• **PASSAGE SHOWN**:
--- START ---
Why Mint Leaves Turning Brown and Pale- Causes & Treatment

Mints are essential herbs that can be found in most households. I have been growing mints for as long as I remember. They just make your garden look much more esthetic and smell very refreshing.

I understand how frustrating it can be to have one of your plants looking unhealthy. But do not worry, mints are easy to deal with and their problems are usually fixable.

There are a few possible reasons why mint leaves may turn brown and pale. In this article, I will introduce to you the causes and how to treat and prevent this issue from ever happening again.

Related article: Why You Should Plant Mint

Table of Content

  1. Overwatering or Underwatering.
  2. Too Much or Too Little Direct Sunlight.
  3. Lack of Nutrients
  4. Pest & Diseases.

Over-watering or under-watering results in the browning of the mint leaves

One of the main reasons why your mint plant is showing brown and pale symptoms is because it is either lacking water, or you’re overwatering it.

For a fact, mints like moisture; and that is why they need to be watered regularly to maintain their leaves hydrated, healthy, and fragranced. Though, if the soil dries completely, the leaves may become brown and wilt. The same goes for when you overwater it, the leaves turn brown and the plant develops root rot.

Read more about root rot: What Is Root Rot, Causes, Treatments, & How to Prevent It

During summertime, when the temperature is high and the weather is dry, you need to water your mint plant daily. Especially if you are placing it in a sunny spot.

Additionally, since all plants go through the photosynthesis process, they require less water during winter. That is because the days become shorter, which means less light. Therefore, plants do not consume much water.

So, for outdoor mint plants, you generally do not need to water them as often. Only once a week should be enough. You’ll need to keep the soil moist but not over-logged.

In case you have an indoor mint plant, you should only water it twice a week. This, of course, depends on the weather you live in. Or, again, just keep the soil moist and do not allow it to dry out.

Related article: Causes of Black Mint Leaves & Treatment Methods

Too Much or Too Little Direct Sunlight Can be Very Harmful To Mint Plants

Mints generally prefer partially shaded places. Too much direct sunlight will cause the leaves to scorch and turn brown.

They require a decent amount of light during the day. That is why in winter, the majority of plants shut down and come back to life during spring when the days become longer.

mint leaves turning pale and have brown spots
Photo credit: u/hchan221

Lack of Nutrients

Another common reason why mint plants are turning black and pale is the lack of nutrients. Like any other alive creature, nutrients are necessary for healthy growth. When mints are lacking fertilizer, they start showing these symptoms as well.

It is important to sure to fertilize your mint plants regularly to ensure that they have access to the nutrients they need to stay luscious and green.

Pests & diseases cause the mint leaves to become pale and brown

Pests, such as spider mites and aphids, can also be a cause for brown and pale leaves. It is important to inspect your mint plant each now and then for any kind of pest to be able to control them on time.

Read more about spider mites and aphids: How to Treat Spider Mite From Indoor and Outdoor Plants & Causes of Aphids and How to Treat & Prevent Them Naturally

Diseases, such as powdery mildew and root rot, also cause the mint leaves to turn brown and pale. However, I must mention that when mint plants are diseased, it can be very hard to save them. Especially if we don’t spot the disease on time.

Mints are very sensitive to fungal diseases, so they might eventually end up dying. It is also worth mentioning that the majority of fungal diseases are caused by excessive watering, such as root rot. That is why we always need to water our plants only when we notice that the top inch of the soil is dry.
--- END ---
• **PROBLEM STATEMENT**:
Answer these questions from the article on brown and pale mint leaves:
(a) How often should an indoor mint plant be watered?
(b) What kind of place do mints generally prefer?
(c) Which two pests does the article name as a cause of brown and pale leaves?

Natural language descriptions of regions:
--- START ---
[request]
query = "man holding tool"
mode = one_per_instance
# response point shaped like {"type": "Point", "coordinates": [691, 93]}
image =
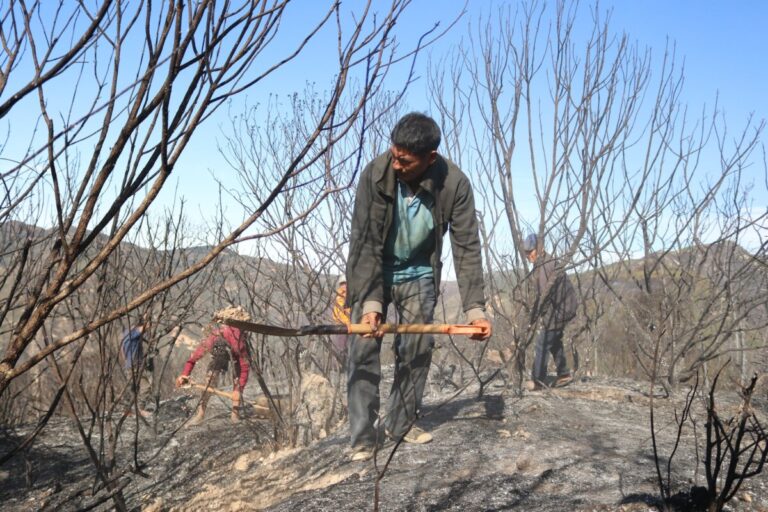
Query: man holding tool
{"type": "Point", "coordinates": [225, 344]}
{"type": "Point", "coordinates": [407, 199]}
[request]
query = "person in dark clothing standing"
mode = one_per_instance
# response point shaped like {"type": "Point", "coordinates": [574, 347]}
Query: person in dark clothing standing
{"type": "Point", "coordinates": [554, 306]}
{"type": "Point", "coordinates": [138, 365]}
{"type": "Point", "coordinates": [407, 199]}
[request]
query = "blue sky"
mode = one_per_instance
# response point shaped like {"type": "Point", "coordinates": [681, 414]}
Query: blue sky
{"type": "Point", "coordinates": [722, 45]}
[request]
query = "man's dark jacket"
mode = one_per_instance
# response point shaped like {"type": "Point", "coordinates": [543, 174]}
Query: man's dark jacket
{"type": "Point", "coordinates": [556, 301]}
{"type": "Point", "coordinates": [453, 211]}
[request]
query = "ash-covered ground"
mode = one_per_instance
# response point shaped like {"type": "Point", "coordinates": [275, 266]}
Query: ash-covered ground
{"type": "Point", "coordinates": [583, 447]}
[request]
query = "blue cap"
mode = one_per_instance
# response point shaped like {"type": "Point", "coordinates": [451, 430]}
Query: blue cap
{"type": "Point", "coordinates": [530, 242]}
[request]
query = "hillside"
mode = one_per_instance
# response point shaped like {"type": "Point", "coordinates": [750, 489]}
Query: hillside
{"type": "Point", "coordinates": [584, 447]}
--- END ---
• **SOLUTION TO THIS PROBLEM**:
(a) Twice a week.
(b) Partially shaded places.
(c) Spider mites and aphids.